:: Supplied data ::

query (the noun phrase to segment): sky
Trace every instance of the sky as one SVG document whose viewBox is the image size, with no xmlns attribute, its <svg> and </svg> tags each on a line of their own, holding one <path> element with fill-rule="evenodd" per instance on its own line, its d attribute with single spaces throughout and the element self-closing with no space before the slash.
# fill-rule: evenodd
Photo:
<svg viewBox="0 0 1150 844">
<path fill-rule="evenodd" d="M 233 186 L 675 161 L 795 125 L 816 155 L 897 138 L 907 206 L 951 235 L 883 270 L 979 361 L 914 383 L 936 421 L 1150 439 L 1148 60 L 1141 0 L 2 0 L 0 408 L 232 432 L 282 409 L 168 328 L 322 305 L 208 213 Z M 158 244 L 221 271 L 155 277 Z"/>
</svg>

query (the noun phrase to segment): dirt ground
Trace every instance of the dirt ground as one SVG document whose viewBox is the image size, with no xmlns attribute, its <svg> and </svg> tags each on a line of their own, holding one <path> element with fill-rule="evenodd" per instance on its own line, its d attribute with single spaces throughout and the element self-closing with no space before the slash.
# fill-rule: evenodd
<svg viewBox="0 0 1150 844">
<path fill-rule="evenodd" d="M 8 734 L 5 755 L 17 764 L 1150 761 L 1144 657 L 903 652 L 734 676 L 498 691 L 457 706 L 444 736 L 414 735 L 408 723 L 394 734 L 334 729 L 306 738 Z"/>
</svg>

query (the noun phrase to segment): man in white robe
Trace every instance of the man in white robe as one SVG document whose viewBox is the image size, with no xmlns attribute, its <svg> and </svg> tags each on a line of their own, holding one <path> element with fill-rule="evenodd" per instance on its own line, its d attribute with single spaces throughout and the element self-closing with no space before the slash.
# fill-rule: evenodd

:::

> Exercise objective:
Copy all of the records above again, replacing "dirt ground" with "sandy ground" everywhere it occurs and leaving everything else unchanged.

> Finished task:
query (the noun phrase to segment): sky
Trace every instance of the sky as one SVG document whose viewBox is the image size, with no xmlns attribute, its <svg> and </svg> tags each on a line of their own, holding one <path> element with fill-rule="evenodd" per instance on its own line, its d attribute with single spaces throughout and the element self-closing with no space before the slash.
# fill-rule: evenodd
Photo:
<svg viewBox="0 0 1150 844">
<path fill-rule="evenodd" d="M 233 186 L 675 161 L 795 125 L 816 155 L 897 138 L 907 206 L 951 235 L 883 270 L 979 361 L 914 383 L 936 421 L 1150 439 L 1148 60 L 1141 0 L 2 0 L 0 408 L 232 432 L 282 409 L 168 328 L 322 305 L 208 213 Z M 158 244 L 221 271 L 155 277 Z"/>
</svg>

query (the noun phrase to segment): sandy ground
Trace every instance of the sandy ground as one SVG document whose viewBox is the image size, with no xmlns attribute, its <svg> and </svg> tags each on a line of their own, holding one <path> element with fill-rule="evenodd" per instance on its own line, its d attribute with single spaces throughout and the element self-closing with no space before the slash.
# fill-rule: evenodd
<svg viewBox="0 0 1150 844">
<path fill-rule="evenodd" d="M 8 734 L 5 755 L 17 764 L 1150 761 L 1144 657 L 903 652 L 734 676 L 498 691 L 457 706 L 444 736 L 414 735 L 408 723 L 394 734 L 334 729 L 306 738 Z"/>
</svg>

query (the noun phrase to segment): man in white robe
Trace every instance of the man in white robe as one SVG document whose viewBox is the image size, with no xmlns attribute, its <svg> and </svg> tags each on a line of their own, holding one <path> element with fill-rule="evenodd" per instance on its own line, its d attribute with single spaces throughout and the element self-closing with no space before the slash.
# fill-rule: evenodd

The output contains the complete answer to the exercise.